INSTRUCTIONS FOR THE TASK: Pull out each line of the records below that contains the word "potato" and copy those lines unchanged.

ROWS:
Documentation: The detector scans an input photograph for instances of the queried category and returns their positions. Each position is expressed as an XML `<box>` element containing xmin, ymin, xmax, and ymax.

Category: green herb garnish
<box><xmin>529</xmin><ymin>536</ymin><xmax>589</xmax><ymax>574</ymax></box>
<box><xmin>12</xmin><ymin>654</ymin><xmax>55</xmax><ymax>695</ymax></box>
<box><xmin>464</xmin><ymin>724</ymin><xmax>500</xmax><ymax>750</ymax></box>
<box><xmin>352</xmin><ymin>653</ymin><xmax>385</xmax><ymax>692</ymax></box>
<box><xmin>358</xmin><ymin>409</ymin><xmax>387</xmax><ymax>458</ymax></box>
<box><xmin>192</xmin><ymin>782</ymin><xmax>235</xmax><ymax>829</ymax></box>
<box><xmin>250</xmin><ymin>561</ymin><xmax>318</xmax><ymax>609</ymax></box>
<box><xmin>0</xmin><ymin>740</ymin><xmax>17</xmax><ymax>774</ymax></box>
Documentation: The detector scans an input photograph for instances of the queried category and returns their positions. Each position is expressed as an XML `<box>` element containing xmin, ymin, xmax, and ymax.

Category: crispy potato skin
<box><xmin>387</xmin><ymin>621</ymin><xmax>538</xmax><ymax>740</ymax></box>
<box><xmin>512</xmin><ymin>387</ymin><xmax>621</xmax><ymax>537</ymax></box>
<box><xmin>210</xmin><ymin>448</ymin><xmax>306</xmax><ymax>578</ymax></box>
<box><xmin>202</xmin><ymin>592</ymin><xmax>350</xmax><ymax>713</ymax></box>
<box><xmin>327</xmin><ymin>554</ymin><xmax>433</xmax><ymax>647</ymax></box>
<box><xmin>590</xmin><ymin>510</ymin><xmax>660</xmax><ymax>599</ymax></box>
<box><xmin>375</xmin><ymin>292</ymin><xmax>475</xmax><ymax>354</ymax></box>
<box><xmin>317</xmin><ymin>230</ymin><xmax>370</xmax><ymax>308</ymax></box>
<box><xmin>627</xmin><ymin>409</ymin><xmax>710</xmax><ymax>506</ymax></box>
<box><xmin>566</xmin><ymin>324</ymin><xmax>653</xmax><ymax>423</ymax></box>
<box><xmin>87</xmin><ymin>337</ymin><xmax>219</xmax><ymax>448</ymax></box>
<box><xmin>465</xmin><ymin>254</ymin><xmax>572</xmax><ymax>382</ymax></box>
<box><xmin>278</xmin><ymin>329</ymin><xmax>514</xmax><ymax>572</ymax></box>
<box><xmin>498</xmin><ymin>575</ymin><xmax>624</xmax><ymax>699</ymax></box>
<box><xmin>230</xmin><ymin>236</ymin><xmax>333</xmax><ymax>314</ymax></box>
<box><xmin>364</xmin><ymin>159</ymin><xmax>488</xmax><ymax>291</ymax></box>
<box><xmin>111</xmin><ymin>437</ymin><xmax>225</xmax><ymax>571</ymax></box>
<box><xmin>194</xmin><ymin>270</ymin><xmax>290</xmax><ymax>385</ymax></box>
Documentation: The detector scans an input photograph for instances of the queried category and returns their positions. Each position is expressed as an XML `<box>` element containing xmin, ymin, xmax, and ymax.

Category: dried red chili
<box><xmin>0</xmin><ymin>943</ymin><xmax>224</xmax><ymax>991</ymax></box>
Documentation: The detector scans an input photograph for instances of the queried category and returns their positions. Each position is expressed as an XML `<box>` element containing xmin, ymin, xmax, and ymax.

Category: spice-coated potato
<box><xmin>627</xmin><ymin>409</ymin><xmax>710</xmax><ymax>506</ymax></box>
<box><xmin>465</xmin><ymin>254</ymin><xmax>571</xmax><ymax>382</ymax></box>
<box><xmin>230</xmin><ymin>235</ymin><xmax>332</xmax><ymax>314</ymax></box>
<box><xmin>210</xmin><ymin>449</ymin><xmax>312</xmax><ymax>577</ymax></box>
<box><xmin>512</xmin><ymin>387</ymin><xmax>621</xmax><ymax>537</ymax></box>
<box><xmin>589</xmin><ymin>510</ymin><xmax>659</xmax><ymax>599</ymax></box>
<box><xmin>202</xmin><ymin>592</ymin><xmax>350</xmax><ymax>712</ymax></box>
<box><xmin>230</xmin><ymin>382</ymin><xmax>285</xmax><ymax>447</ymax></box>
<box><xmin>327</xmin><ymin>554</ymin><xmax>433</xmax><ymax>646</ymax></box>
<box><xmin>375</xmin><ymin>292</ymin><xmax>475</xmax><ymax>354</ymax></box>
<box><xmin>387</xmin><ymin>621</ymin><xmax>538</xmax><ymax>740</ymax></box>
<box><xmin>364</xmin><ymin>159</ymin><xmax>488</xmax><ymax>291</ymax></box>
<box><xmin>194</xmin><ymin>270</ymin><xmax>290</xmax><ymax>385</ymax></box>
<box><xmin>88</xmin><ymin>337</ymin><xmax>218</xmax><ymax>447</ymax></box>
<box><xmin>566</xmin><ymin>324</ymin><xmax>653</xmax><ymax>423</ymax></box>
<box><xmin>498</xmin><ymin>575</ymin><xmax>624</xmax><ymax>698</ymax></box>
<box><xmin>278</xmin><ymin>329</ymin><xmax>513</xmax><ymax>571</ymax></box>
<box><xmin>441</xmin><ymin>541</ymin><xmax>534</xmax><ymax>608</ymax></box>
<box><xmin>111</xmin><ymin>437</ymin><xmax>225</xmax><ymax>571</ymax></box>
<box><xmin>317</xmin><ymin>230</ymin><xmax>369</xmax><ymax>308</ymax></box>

REPLY:
Category: crispy potato skin
Category: spice-coated potato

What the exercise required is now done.